● **AIM OF THE EXERCISE**
Print the records below from the first line through the line containing "point(432, 411)", both included, word for word.

● **Referring expression data**
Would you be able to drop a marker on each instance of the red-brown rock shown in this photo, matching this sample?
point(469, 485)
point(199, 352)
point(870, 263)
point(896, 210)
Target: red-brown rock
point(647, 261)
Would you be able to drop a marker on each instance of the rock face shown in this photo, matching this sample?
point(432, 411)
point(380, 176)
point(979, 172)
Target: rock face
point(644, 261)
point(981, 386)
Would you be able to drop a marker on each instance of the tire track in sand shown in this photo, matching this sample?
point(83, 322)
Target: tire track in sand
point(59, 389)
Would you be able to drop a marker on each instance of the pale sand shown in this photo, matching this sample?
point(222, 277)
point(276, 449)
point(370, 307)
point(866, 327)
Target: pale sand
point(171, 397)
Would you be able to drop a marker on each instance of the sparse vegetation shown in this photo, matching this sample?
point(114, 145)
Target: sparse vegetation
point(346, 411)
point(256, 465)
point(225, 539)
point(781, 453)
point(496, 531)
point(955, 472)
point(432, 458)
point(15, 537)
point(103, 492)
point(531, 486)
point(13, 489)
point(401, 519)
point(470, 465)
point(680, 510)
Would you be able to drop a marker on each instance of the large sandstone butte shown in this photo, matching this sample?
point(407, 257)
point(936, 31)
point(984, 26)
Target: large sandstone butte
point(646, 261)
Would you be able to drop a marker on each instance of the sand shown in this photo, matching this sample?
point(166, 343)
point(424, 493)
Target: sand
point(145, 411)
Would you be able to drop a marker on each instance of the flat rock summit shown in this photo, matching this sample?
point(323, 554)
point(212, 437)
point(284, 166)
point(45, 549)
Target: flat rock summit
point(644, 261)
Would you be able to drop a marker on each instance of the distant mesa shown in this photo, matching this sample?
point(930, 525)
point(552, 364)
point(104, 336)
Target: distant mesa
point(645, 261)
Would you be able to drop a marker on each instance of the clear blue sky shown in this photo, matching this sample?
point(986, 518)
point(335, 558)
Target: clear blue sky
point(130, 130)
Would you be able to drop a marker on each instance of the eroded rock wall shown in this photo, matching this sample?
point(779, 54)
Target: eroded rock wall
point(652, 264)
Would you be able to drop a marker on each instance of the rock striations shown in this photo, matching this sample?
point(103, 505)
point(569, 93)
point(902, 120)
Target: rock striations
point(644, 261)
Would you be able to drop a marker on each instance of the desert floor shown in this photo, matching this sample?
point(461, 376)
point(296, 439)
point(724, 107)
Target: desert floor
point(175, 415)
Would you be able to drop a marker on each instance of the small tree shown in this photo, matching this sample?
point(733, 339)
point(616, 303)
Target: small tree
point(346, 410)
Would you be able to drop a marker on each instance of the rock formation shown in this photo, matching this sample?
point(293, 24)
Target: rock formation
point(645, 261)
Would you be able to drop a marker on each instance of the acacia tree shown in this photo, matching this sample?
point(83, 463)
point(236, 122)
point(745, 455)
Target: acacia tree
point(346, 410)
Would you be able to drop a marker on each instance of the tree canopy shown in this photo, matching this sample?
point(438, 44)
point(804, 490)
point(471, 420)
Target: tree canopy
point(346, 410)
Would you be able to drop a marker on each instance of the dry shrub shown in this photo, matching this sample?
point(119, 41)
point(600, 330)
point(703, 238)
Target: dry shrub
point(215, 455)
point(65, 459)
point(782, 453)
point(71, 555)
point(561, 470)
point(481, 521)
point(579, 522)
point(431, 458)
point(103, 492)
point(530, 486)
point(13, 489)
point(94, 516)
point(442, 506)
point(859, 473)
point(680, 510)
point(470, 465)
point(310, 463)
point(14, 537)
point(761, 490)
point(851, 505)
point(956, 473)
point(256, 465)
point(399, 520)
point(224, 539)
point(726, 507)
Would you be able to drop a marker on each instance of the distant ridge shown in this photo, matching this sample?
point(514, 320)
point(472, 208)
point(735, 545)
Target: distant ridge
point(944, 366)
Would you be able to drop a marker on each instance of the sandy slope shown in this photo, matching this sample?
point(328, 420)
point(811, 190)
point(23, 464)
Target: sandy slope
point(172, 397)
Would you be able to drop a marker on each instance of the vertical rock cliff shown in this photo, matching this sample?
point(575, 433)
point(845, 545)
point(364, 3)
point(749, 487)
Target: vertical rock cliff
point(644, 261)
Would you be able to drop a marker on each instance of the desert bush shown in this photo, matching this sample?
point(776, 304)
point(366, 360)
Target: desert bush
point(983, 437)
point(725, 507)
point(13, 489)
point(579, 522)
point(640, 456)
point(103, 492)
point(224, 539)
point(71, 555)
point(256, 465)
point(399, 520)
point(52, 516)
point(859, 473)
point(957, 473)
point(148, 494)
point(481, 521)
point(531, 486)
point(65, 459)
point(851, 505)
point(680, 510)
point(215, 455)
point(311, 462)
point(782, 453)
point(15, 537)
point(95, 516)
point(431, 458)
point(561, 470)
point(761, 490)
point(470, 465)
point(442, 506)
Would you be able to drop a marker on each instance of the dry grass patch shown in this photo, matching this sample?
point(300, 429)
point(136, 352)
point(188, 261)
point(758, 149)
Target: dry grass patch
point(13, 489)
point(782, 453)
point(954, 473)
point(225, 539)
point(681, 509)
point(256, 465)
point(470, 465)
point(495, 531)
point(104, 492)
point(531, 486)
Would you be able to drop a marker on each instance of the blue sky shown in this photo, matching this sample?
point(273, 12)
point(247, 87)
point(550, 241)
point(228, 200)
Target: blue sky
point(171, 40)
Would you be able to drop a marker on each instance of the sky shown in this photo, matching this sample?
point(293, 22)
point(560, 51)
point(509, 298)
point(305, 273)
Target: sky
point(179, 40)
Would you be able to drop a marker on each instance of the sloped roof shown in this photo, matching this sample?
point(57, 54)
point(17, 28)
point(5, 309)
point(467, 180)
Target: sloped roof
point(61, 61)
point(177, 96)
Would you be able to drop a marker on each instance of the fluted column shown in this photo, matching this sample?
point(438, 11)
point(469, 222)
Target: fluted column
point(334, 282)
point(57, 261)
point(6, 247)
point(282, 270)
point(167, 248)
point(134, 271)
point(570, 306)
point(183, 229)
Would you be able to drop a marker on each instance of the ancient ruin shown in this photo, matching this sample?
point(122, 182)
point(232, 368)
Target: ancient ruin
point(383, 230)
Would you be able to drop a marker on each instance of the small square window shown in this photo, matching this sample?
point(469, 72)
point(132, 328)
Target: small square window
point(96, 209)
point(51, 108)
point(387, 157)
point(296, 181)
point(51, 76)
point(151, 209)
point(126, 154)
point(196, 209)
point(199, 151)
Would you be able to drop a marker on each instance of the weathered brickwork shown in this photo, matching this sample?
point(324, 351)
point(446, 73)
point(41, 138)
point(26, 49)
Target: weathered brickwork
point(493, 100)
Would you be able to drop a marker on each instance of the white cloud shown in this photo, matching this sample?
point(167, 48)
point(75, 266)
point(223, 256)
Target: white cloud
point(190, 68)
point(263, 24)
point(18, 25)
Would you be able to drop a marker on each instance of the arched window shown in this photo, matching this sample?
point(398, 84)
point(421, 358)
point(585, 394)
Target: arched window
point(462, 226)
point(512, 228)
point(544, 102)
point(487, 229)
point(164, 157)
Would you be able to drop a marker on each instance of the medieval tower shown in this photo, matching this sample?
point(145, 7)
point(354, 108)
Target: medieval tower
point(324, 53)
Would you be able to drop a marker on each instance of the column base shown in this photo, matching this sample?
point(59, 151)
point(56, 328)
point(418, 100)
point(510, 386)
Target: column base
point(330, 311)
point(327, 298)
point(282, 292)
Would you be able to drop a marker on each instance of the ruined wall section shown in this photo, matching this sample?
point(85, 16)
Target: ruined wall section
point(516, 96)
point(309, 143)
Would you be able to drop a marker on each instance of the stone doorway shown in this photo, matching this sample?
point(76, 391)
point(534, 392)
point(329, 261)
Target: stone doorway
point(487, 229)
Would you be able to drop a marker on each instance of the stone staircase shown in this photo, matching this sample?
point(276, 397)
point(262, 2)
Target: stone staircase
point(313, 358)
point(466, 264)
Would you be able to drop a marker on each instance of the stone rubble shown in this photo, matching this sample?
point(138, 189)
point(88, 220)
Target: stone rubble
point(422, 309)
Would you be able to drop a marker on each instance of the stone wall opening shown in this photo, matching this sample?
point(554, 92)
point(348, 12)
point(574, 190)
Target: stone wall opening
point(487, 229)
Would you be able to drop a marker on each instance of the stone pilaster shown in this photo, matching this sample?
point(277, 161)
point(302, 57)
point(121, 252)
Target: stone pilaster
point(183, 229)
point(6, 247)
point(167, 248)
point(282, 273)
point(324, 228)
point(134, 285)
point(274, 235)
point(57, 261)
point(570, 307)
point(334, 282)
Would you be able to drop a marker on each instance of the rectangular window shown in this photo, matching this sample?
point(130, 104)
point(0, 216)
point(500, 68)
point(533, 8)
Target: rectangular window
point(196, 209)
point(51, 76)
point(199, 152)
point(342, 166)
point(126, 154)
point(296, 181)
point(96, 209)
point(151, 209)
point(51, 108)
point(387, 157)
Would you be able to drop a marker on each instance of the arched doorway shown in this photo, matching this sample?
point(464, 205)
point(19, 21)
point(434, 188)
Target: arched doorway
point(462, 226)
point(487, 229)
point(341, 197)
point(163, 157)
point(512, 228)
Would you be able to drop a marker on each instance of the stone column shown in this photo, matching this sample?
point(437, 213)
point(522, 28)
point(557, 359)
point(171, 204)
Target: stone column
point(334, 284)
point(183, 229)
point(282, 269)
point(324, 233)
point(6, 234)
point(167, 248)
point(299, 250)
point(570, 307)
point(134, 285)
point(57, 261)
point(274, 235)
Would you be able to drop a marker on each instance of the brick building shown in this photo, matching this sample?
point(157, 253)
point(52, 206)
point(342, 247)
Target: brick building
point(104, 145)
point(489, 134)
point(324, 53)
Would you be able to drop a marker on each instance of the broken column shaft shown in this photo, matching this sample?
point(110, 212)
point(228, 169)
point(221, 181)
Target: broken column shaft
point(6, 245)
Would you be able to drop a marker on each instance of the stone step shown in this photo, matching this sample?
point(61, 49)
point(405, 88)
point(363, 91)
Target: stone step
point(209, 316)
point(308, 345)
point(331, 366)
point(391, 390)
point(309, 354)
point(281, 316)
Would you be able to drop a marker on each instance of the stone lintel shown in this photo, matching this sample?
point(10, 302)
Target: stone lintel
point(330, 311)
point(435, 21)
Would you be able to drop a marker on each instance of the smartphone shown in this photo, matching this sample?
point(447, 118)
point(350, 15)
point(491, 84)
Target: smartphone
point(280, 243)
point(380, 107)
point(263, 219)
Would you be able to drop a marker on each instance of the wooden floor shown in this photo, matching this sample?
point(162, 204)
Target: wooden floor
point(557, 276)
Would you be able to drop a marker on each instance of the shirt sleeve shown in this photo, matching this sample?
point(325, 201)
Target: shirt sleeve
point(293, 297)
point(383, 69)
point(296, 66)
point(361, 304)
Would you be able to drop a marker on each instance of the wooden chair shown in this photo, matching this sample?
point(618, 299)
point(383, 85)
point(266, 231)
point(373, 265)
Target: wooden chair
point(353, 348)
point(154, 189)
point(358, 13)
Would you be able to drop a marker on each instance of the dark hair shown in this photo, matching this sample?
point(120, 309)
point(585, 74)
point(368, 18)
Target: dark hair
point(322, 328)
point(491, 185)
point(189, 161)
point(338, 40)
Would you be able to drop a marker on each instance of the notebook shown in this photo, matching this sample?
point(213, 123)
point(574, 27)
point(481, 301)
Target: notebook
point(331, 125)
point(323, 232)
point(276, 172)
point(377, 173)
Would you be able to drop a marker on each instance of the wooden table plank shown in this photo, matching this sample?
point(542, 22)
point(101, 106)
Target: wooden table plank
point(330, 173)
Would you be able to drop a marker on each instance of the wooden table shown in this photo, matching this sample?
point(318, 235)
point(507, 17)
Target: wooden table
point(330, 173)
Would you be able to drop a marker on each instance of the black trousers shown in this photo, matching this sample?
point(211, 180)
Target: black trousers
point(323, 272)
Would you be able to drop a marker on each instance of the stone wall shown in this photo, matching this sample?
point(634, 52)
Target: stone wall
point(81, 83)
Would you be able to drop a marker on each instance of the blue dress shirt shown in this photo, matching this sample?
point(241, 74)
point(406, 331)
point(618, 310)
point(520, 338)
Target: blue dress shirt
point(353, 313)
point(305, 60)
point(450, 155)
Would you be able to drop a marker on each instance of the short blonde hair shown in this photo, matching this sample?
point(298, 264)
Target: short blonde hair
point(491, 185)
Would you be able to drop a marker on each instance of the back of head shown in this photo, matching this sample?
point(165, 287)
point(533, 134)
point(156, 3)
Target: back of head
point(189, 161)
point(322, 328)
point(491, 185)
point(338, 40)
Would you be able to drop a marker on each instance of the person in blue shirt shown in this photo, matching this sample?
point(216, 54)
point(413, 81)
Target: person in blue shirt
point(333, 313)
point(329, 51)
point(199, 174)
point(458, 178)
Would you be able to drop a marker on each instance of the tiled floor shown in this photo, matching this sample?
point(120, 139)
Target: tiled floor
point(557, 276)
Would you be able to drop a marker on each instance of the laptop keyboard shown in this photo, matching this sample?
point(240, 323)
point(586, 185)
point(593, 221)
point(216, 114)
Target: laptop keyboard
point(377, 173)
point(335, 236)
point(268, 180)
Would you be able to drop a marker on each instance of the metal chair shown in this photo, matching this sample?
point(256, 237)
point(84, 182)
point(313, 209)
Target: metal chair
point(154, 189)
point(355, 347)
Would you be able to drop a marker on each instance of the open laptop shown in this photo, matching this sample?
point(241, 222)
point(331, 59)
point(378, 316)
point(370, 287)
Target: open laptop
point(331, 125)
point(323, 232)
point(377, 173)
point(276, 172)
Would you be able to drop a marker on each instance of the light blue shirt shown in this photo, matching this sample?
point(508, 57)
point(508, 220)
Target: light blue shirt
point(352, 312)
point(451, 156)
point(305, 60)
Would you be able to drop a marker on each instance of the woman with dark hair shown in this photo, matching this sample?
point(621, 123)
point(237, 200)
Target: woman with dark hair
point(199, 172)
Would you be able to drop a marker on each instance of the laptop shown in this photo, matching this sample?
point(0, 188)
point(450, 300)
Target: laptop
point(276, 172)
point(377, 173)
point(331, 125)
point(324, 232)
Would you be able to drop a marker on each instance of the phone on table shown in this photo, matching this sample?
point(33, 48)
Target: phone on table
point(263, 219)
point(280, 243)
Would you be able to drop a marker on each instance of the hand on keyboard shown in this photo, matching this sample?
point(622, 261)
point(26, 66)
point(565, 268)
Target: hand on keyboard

● **RESULT**
Would you be able to drop a marker on each instance of the red-brown rock shown in this photo, matching this sample?
point(469, 485)
point(199, 352)
point(870, 263)
point(896, 210)
Target: red-brown rock
point(647, 261)
Would you be able to drop a marker on each instance of the rock face shown in this photo, matching this sample?
point(432, 411)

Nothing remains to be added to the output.